_Passage provided_.
Start of Block
3. DIVORCE what provision of a divorce decree is erroneous. Where, after default in a suit for divorce, an immaterial amendment is made which avers the complainant's ownership of certain property about which it is not claimed by the bill there is any controversy, the court, in entering the decree for divorce, should not make a finding that the complainant is the owner of the property and that the defendant be divested of all interest therein; but such finding does not invalidate the provision of the decree. granting the divorce.

DUNN, C. J., and CARTWRIGHT, J., dissenting.

WRIT OF ERROR to the Superior Court of Cook county; the Hon. OSCAR E. HEARD, Judge, presiding.

CHARLES S. MCNETT, for plaintiff in error,

MICHAEL LYONS, and WILLIAM ANNAN TAYLOR, for defendant in error.

Mr. JUSTICE COOKE delivered the opinion of the court:

Augusta Meyer filed her bill for divorce in the superior court of Cook county against her husband, Frederick C. Meyer, plaintiff in error. The bill charged plaintiff in error with habitual drunkenness and extreme and repeated cruelty, and alleged that the complainant owned certain furniture and personal property which she used in conducting a rooming house in the city of Chicago; that the defendant interfered with and disturbed the complainant and her roomers so as to injure her business, and prayed for divorce, alimony and solicitor's fees, and for an injunction to restrain the defendant from interfering with the complainant's rooming house business and personal property, and for general relief. The bill made no reference whatever to real estate claimed by either of the parties. The defendant was personally served, and failing to answer, a general default was entered against him on July 8, 1909. Two days later, on July 10, by leave of court complainant filed the following amendment to her bill: "Your oratrix further shows unto your honors that she is the owner of an undivided one-half interest in certain real estate in Chicago, known as 271 and 273 Milwaukee avenue, which said premises are described as follows: North-westerly one-half (N. W. 1⁄2) of lot sixteen (16) and the southeasterly one-half (S. E. 1⁄2) of lot seventeen (17), in block thirty-three (33), in Ogden's addition to Chicago." The prayer for relief was not amended. No rule was asked or entered against plaintiff in error to answer the bill as amended and no new default was taken. On the same day the bill was thus amended the cause was heard as a default case and a decree entered in accordance with the prayer of the bill for a divorce, and "that the said

Augusta Meyer be, and she hereby is, the sole owner, in fee simple, of a one-half interest in and to the property described as follows, to-wit: North-westerly one-half of lot sixteen (16) and the south-easterly one-half of lot seventeen (17), in block thirty-three (33), in Ogden's addition to Chicago, being the premises located at and known as 271 and 273 Milwaukee avenue, in Chicago, Cook county, Illinois, and that the said Frederick C. Meyer be and he hereby is divested of any and all right, title or interest in and to the aforesaid property." After the rendition of this decree, and before this writ of error was sued out, Augusta Meyer died. It appears from the record that she left no children surviving her, and that no one claimed any rights in the real estate, as purchaser for value from her, after the rendition of the decree and before the suing out of this writ of error. Plaintiff in error seeks a reversal of the decree upon the ground that the court erred in rendering a decree upon the amended bill without entering a rule upon him to plead to the bill after the amendment had been made. It is sought to sustain the decree on the ground

that the amendment was immaterial.
End of Block
_Description of the task_.
Copy the court opinion excerpt starting at "3. DIVORCE what" and ending at "HEARD, Judge, presiding.", putting "judgment" wherever "decree" occurs. The records are not needed for this work.

_Material shown_.
Start of Block
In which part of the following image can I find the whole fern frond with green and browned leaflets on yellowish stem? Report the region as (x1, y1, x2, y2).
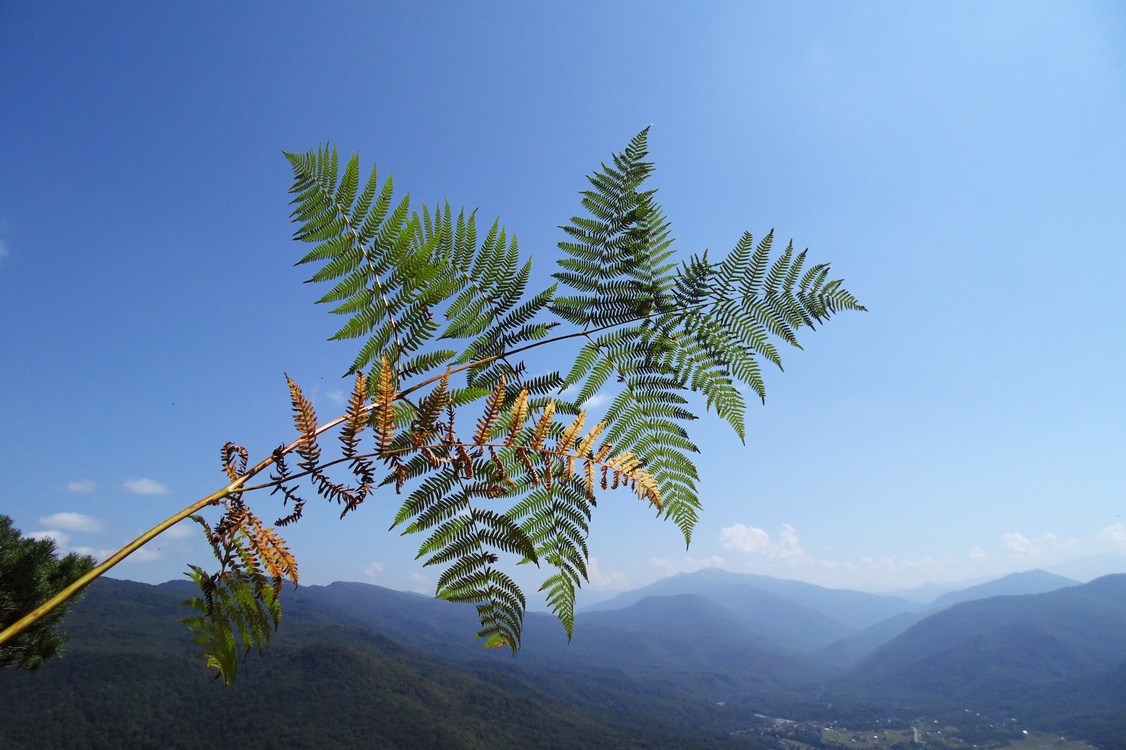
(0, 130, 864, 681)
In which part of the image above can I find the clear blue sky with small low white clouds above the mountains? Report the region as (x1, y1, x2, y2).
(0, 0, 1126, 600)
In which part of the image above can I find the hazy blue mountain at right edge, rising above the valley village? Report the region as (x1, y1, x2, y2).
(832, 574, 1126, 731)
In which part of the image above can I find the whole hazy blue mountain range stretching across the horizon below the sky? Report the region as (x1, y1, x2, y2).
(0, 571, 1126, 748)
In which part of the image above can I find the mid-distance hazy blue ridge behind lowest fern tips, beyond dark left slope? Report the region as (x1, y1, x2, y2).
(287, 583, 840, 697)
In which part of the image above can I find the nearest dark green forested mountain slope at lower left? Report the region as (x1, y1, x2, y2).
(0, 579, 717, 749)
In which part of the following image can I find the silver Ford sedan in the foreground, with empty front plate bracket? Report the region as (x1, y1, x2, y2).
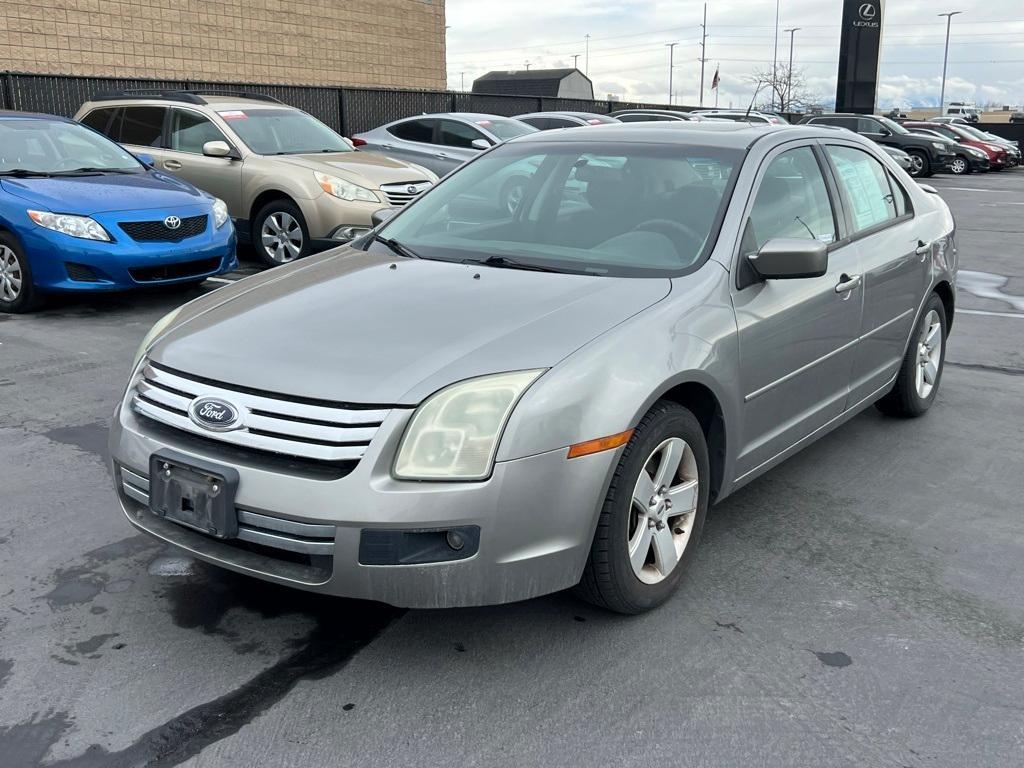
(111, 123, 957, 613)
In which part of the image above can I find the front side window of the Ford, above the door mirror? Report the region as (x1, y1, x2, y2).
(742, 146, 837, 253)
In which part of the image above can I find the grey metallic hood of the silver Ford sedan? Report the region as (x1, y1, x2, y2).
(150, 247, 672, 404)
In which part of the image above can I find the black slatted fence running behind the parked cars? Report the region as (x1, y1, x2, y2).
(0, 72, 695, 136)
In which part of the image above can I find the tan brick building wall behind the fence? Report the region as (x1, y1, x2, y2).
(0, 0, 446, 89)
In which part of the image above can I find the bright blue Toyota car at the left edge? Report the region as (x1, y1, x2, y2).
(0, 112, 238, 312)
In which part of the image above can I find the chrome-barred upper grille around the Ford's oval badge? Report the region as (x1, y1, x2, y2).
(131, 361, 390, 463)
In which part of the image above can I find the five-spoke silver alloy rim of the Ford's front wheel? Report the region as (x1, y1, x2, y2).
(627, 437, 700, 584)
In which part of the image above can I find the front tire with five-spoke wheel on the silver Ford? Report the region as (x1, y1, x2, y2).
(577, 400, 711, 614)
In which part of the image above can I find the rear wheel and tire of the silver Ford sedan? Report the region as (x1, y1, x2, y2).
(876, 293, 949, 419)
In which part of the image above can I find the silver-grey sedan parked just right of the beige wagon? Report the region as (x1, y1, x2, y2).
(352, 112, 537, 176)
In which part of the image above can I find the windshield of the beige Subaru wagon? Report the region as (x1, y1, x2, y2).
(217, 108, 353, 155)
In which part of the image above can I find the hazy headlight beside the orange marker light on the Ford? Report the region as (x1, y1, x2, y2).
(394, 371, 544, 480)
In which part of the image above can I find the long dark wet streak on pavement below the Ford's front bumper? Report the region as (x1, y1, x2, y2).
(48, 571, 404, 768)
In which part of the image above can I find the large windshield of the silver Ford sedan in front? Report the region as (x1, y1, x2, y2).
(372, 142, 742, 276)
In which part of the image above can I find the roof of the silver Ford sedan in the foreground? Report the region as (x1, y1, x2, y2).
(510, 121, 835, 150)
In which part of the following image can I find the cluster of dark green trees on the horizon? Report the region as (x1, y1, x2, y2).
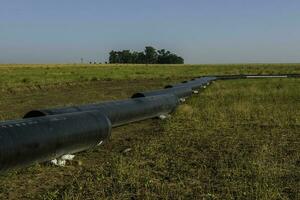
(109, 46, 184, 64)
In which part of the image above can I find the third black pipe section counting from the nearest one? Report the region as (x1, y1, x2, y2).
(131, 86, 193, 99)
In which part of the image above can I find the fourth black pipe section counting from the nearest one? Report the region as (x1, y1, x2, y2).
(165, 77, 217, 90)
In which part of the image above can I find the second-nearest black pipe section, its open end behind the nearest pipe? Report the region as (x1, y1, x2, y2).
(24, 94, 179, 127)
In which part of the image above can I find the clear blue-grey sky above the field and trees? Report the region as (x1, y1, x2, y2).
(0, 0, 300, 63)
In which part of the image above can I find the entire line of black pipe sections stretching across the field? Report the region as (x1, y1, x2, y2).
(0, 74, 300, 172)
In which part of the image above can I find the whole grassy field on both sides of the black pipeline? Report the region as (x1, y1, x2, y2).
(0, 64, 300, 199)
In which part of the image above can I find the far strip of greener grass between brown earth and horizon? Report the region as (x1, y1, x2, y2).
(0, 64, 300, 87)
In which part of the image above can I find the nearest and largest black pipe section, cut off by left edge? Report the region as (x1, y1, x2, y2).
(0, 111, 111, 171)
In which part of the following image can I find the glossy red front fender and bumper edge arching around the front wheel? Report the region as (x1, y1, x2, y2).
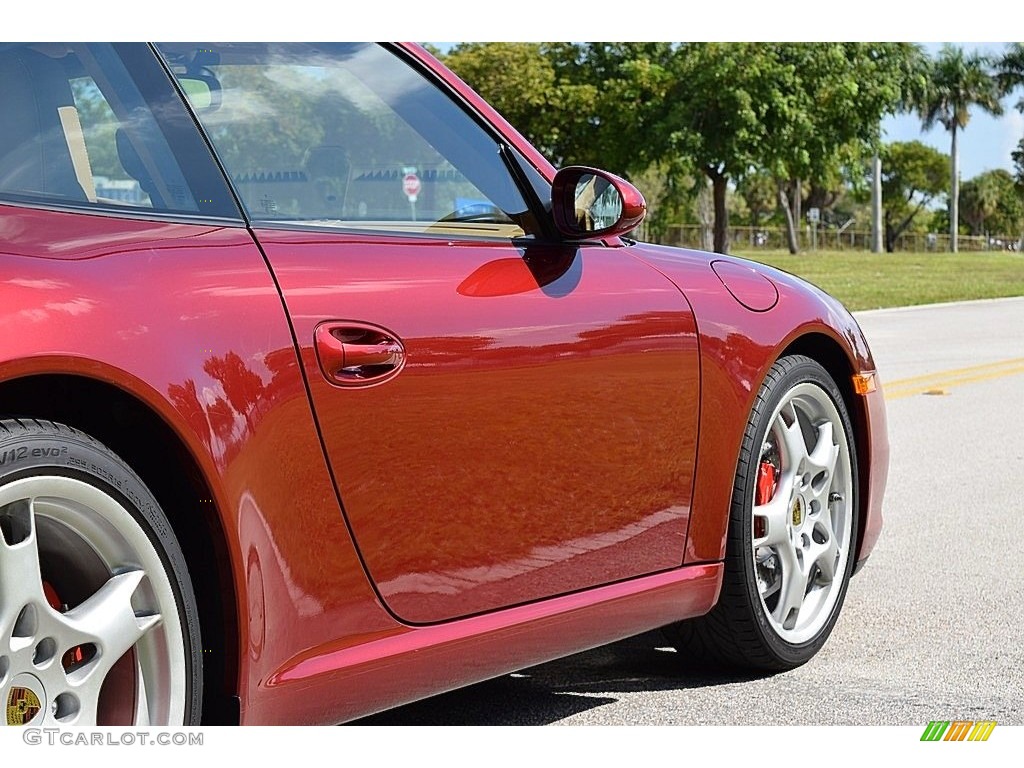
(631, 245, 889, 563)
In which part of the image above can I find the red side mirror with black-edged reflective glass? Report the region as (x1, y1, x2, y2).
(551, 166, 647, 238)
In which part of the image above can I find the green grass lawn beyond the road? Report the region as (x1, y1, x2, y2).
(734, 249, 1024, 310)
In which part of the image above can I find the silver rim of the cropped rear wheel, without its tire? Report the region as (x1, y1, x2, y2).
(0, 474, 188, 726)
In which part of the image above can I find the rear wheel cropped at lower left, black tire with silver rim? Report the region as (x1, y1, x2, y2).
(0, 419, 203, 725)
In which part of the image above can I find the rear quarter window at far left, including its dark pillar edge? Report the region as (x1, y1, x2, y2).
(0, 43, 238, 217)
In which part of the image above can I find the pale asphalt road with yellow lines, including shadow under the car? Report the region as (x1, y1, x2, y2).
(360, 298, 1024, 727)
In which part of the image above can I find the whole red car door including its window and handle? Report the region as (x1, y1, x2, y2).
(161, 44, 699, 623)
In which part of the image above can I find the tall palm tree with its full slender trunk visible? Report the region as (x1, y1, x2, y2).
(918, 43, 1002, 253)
End of Block
Start of Block
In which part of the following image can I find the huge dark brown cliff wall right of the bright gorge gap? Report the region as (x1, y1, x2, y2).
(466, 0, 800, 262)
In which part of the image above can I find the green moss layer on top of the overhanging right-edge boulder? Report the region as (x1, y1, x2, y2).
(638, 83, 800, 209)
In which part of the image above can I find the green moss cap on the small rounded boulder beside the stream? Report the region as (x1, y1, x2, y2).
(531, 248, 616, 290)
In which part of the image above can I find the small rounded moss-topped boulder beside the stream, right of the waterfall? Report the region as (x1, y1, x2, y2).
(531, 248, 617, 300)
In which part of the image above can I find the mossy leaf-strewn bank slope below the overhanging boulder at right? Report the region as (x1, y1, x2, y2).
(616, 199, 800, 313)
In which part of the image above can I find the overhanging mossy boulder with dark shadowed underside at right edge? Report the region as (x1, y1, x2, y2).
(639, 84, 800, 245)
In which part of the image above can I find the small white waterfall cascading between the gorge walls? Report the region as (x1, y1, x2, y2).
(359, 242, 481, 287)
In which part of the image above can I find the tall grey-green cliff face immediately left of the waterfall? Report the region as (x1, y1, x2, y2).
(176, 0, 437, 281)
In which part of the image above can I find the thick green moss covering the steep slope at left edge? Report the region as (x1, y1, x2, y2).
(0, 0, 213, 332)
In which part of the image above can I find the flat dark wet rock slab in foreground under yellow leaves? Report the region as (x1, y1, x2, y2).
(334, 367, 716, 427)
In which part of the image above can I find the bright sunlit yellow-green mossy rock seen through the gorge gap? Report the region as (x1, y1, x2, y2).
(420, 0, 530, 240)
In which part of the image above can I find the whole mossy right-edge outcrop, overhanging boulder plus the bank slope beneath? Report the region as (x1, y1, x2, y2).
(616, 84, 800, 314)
End of Block
Start of Block
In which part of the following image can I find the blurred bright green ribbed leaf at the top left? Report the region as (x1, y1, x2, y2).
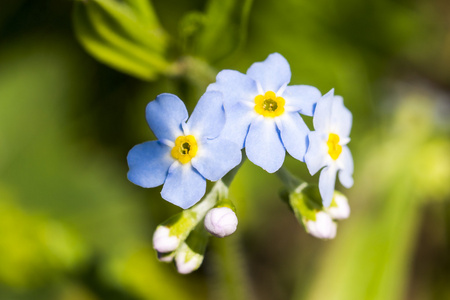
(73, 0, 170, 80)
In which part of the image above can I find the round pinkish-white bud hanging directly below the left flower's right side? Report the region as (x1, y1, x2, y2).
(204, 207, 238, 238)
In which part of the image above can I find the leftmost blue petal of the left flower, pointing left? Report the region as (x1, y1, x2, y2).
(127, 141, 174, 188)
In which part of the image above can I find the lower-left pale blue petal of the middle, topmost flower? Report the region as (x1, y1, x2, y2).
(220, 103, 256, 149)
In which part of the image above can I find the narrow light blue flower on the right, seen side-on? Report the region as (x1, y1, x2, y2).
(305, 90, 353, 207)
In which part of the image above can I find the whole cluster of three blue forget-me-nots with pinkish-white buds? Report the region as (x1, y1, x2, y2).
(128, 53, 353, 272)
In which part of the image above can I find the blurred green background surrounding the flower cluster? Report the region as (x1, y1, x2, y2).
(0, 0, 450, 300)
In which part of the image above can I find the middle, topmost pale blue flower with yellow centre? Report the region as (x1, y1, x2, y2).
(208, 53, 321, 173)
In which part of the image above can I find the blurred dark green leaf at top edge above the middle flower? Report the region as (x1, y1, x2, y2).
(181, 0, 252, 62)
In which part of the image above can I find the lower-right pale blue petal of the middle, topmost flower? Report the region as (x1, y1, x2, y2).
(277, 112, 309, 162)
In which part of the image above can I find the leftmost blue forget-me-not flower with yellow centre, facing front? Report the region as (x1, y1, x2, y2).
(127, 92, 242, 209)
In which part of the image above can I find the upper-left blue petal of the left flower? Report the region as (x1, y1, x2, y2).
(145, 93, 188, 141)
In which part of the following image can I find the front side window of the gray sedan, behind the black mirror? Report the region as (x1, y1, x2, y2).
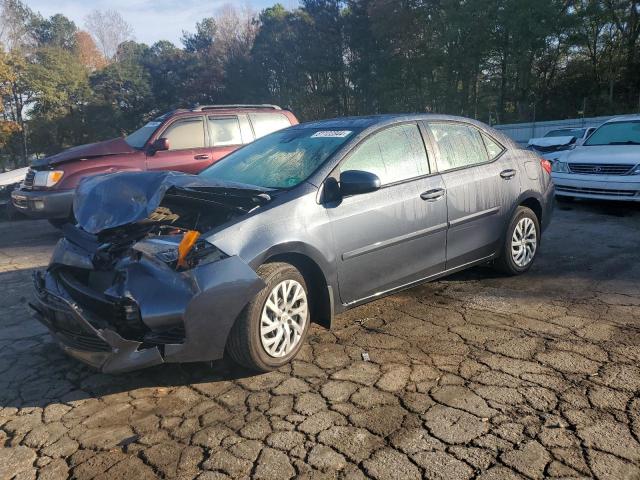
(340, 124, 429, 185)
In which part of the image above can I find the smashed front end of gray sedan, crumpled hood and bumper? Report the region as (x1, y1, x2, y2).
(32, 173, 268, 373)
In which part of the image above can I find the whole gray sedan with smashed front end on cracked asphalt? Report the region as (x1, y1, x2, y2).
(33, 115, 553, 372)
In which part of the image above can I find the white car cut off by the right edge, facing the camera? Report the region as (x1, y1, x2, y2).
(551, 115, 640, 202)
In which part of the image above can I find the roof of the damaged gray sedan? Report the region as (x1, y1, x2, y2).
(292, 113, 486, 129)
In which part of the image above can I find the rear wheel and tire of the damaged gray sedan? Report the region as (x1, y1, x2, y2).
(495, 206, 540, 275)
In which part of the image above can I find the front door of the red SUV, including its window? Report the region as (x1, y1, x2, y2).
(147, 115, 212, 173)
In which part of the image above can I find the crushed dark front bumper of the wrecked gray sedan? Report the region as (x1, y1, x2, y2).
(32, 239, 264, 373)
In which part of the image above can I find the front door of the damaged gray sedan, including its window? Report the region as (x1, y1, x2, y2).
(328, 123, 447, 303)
End of Block
_Result of the task_.
3. DIVORCE what provision of a divorce judgment is erroneous. Where, after default in a suit for divorce, an immaterial amendment is made which avers the complainant's ownership of certain property about which it is not claimed by the bill there is any controversy, the court, in entering the judgment for divorce, should not make a finding that the complainant is the owner of the property and that the defendant be divested of all interest therein; but such finding does not invalidate the provision of the judgment. granting the divorce.

DUNN, C. J., and CARTWRIGHT, J., dissenting.

WRIT OF ERROR to the Superior Court of Cook county; the Hon. OSCAR E. HEARD, Judge, presiding.